Según los pensadores del iluminismo citados en el texto proporcionado, ¿qué da fin a un milenio de letargo?

**Texto proporcionado**

--------------------

No existe prueba más contundente sobre la desvanecencia de todo lo sólido que la caída del imperio romano. Aunque las clases sociales dominantes suelan concebirse a sí mismas como entes eternos, hasta el universo que habitamos se extinguirá tarde o temprano.

Los monumentales historiadores y filósofos que parió la revolución francesa hicieron un esfuerzo desmesurado por sistematizar la historia universal. Hijos de la fuerza revolucionaria de los jacobinos y la estética de Miguel Angel pensaron su tiempo como el renacer del espíritu y las fuerzas vitales del mundo humano. Según los pensadores del iluminismo, el renacimiento da fin a un milenio de letargo. Pero mil años de levantamientos campesinos y sacrificios del pueblo por sacarse de encima el yugo señorial rechazan la tesis de una Edad Media dormida.

--------------------

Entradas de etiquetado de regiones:
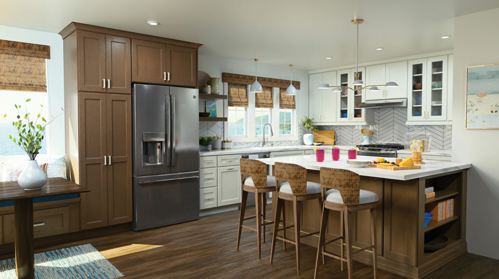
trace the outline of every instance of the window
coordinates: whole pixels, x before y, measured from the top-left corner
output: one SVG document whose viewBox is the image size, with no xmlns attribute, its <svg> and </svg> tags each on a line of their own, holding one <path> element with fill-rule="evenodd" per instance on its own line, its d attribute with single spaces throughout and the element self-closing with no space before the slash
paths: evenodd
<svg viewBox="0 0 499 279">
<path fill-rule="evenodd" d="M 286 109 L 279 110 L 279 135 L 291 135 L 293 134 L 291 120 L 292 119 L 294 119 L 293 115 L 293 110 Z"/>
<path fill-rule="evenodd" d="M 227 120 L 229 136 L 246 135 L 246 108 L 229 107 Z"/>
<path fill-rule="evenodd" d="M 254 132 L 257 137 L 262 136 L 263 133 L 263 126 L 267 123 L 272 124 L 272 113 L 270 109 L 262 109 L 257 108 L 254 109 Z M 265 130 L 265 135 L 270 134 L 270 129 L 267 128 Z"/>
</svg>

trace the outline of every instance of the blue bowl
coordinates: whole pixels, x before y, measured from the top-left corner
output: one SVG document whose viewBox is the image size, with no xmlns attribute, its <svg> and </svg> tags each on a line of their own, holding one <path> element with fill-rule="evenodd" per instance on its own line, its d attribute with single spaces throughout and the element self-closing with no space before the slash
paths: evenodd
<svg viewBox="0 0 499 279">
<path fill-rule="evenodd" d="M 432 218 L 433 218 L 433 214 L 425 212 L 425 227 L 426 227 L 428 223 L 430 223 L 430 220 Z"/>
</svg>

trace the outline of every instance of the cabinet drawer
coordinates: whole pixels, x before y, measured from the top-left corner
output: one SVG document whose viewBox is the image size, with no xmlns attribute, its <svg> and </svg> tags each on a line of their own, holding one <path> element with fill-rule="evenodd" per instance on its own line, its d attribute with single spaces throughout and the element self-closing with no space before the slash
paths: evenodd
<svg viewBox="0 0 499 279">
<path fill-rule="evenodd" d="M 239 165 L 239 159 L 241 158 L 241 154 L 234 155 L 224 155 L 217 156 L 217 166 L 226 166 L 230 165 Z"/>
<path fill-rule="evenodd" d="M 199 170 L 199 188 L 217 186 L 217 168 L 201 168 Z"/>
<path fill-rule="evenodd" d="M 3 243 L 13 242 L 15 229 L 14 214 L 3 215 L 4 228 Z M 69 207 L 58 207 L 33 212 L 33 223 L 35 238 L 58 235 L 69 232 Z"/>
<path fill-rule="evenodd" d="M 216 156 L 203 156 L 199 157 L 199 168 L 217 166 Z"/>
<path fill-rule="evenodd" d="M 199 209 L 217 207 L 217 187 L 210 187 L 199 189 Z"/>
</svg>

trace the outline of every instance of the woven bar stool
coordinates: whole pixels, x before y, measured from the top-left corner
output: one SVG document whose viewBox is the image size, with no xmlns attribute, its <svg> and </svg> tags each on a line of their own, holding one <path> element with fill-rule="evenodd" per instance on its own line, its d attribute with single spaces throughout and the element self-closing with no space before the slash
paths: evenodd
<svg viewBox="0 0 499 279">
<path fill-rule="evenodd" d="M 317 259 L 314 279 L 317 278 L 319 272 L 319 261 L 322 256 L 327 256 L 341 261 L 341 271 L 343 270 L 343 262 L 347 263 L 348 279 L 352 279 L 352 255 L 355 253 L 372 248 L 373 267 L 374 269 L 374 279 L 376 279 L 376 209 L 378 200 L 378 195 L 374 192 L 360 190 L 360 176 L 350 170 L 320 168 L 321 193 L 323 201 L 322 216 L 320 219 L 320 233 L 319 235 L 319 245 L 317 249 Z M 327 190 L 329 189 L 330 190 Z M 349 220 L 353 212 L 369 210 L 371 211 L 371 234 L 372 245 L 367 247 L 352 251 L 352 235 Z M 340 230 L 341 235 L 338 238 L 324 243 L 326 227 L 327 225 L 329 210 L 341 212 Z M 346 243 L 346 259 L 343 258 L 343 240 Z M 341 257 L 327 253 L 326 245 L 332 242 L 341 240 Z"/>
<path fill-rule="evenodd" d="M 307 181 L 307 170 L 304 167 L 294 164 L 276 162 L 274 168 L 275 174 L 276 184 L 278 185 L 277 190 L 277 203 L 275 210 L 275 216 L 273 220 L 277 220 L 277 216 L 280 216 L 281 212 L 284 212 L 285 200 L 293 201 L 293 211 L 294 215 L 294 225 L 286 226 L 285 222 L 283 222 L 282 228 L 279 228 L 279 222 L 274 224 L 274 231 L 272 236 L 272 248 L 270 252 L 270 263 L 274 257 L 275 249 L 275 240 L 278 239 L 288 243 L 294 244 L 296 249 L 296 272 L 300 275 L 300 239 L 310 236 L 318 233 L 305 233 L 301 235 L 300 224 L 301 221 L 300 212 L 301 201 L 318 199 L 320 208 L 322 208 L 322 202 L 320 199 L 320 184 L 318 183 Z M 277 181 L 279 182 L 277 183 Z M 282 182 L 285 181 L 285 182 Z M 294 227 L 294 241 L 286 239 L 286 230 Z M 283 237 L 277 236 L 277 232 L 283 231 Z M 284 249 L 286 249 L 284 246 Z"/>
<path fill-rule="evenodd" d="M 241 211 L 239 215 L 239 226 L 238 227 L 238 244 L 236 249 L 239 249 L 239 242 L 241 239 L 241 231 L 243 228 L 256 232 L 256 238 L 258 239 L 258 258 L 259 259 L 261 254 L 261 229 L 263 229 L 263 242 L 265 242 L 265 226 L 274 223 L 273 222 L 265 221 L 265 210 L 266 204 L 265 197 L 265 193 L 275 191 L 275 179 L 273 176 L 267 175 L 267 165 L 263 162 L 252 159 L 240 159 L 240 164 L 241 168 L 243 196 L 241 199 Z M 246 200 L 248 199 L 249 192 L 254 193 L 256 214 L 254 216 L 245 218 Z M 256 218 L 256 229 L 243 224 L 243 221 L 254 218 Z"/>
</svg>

--------------------

**La solución**
El renacimiento.